*Given request 1*
Return the passage of the forum thread on differentiating an integral from "Following hint is" to "as $G'(x)$, is it?".
*Given request 2*
In the forum thread on differentiating an integral, which composition of functions does the hint say is equal to F?

*Reading passage*
━━━━━━━━━━━━━━━━

# Calculating Derivative of Integral w/ Chain Rule

• MHB
• mathmari
In summary, the conversation discusses the calculation of the derivative of an integral using the chain rule. The hint given is to define two functions, $G$ and $H$, and then use the chain rule to find the derivative of the integral. The conversation also discusses the derivatives of $G$ and $H$, with some clarification on the notation and terminology. Ultimately, it is determined that the derivative of the integral can be expressed as a combination of the partial derivatives of $f$ and the derivatives of $g$ and $h$.
mathmari
Gold Member
MHB
Hey!

Let $I=[a,b]$, $J=[c,d]$ compact intervals in $\mathbb{R}$, $g,h:I\rightarrow J$ differentiable, $fI\times J\rightarrow \mathbb{R}$ continuous and partial differentiable as for the first variable with continuous partial derivative.
Let $F:I\rightarrow \mathbb{R}$.
I want to calculate the derivative of $$F(x)=\int_{g(x)}^{h(x)}f(x,y)\, dy$$ using the chain rule.

Following hint is given:
Let $G:I\rightarrow \mathbb{R}^3$ and $H:J\times J\times I\rightarrow \mathbb{R}$ defined by $G(x):=(g(x), h(x), x)=(u,v,w)$ and $H(u,v,w):=\int_u^vf(w,y)\, dy$. Then it is $F=H\circ G$. So, to calculate the derivative of the integral we have to calculate the derivative of $F(x)=H(G(x))$.

From the chain rule we have that $F'(x)=H'(G(x))\cdot G'(x)$.

The derivatives of the functions $H$ and $G$ are the following:
\begin{align*}G'(x)&=\frac{dG(x)}{dx}=\frac{dG(x)}{dg(x)}\cdot \frac{dg(x)}{dx}+\frac{dG(x)}{dh(x)}\cdot \frac{dh(x)}{dx}+\frac{dG(x)}{x}\cdot \frac{dx}{dx}\\ & =\frac{dG(x)}{dg(x)}\cdot \frac{dg(x)}{dx}+\frac{dG(x)}{dh(x)}\cdot \frac{dh(x)}{dx}+\frac{dG(x)}{x}\end{align*} The last term $\frac{dG(x)}{x}$ is not the same as $G'(x)$, is it?

━━━━━━━━━━━━━━━━

*Provided material*

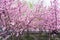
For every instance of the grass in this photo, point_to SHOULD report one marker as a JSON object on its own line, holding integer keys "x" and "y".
{"x": 34, "y": 36}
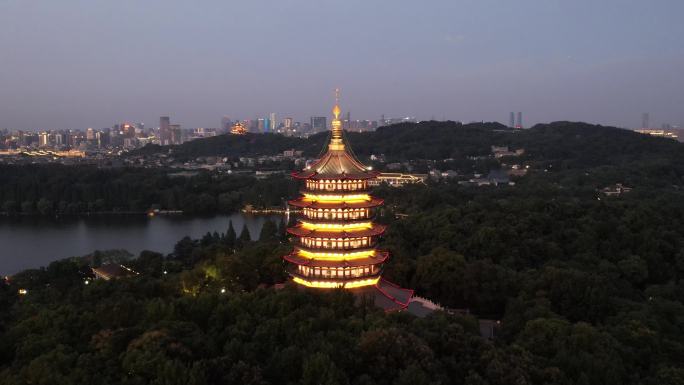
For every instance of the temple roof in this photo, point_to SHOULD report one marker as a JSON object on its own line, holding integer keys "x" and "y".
{"x": 299, "y": 231}
{"x": 336, "y": 164}
{"x": 335, "y": 205}
{"x": 379, "y": 258}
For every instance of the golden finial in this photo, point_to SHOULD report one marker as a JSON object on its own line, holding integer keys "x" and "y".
{"x": 336, "y": 142}
{"x": 336, "y": 109}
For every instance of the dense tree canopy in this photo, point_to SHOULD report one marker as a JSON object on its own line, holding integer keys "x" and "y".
{"x": 588, "y": 288}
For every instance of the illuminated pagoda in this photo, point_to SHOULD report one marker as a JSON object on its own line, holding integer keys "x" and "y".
{"x": 335, "y": 241}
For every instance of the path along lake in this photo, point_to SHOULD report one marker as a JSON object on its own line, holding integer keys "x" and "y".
{"x": 31, "y": 242}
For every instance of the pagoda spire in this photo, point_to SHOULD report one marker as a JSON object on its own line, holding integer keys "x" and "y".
{"x": 336, "y": 143}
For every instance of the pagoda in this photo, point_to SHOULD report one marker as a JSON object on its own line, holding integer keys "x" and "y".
{"x": 335, "y": 239}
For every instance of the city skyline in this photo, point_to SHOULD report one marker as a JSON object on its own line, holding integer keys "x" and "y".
{"x": 77, "y": 65}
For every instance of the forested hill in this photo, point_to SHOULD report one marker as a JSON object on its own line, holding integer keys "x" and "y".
{"x": 575, "y": 144}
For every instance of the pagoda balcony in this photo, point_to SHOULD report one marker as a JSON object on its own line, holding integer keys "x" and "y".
{"x": 374, "y": 231}
{"x": 336, "y": 196}
{"x": 379, "y": 258}
{"x": 339, "y": 275}
{"x": 340, "y": 254}
{"x": 315, "y": 204}
{"x": 333, "y": 244}
{"x": 336, "y": 218}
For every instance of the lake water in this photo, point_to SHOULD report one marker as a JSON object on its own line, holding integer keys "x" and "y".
{"x": 33, "y": 242}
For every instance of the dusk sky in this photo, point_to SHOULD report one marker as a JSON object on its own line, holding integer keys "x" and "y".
{"x": 94, "y": 63}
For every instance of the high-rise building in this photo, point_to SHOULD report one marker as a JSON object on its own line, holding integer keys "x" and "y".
{"x": 336, "y": 239}
{"x": 273, "y": 122}
{"x": 226, "y": 124}
{"x": 176, "y": 134}
{"x": 43, "y": 139}
{"x": 164, "y": 130}
{"x": 645, "y": 120}
{"x": 319, "y": 124}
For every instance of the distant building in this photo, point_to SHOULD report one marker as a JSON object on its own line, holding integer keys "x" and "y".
{"x": 238, "y": 129}
{"x": 164, "y": 130}
{"x": 176, "y": 134}
{"x": 396, "y": 179}
{"x": 273, "y": 124}
{"x": 615, "y": 190}
{"x": 659, "y": 133}
{"x": 112, "y": 271}
{"x": 518, "y": 124}
{"x": 319, "y": 124}
{"x": 43, "y": 139}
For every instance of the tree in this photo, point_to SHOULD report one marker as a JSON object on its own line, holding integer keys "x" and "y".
{"x": 244, "y": 237}
{"x": 230, "y": 236}
{"x": 269, "y": 231}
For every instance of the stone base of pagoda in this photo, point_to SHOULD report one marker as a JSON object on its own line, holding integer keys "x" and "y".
{"x": 386, "y": 295}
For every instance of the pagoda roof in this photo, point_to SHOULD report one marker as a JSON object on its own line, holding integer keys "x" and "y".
{"x": 380, "y": 257}
{"x": 335, "y": 205}
{"x": 300, "y": 231}
{"x": 336, "y": 164}
{"x": 387, "y": 295}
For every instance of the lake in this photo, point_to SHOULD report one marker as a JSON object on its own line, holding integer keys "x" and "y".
{"x": 30, "y": 242}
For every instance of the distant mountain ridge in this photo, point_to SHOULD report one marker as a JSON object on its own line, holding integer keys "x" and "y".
{"x": 575, "y": 143}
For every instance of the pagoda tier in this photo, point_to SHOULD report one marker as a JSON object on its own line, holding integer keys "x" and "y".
{"x": 323, "y": 205}
{"x": 335, "y": 240}
{"x": 300, "y": 231}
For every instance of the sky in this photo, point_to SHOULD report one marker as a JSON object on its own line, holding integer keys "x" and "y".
{"x": 73, "y": 64}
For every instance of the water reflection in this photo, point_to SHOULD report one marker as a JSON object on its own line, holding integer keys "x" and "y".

━━━━━━━━━━━━━━━━

*Response 1*
Following hint is given:
Let $G:I\rightarrow \mathbb{R}^3$ and $H:J\times J\times I\rightarrow \mathbb{R}$ defined by $G(x):=(g(x), h(x), x)=(u,v,w)$ and $H(u,v,w):=\int_u^vf(w,y)\, dy$. Then it is $F=H\circ G$. So, to calculate the derivative of the integral we have to calculate the derivative of $F(x)=H(G(x))$.

From the chain rule we have that $F'(x)=H'(G(x))\cdot G'(x)$.

The derivatives of the functions $H$ and $G$ are the following:
\begin{align*}G'(x)&=\frac{dG(x)}{dx}=\frac{dG(x)}{dg(x)}\cdot \frac{dg(x)}{dx}+\frac{dG(x)}{dh(x)}\cdot \frac{dh(x)}{dx}+\frac{dG(x)}{x}\cdot \frac{dx}{dx}\\ & =\frac{dG(x)}{dg(x)}\cdot \frac{dg(x)}{dx}+\frac{dG(x)}{dh(x)}\cdot \frac{dh(x)}{dx}+\frac{dG(x)}{x}\end{align*} The last term $\frac{dG(x)}{x}$ is not the same as $G'(x)$, is it?

*Response 2*
F is equal to the composition H ∘ G, so F(x) = H(G(x)).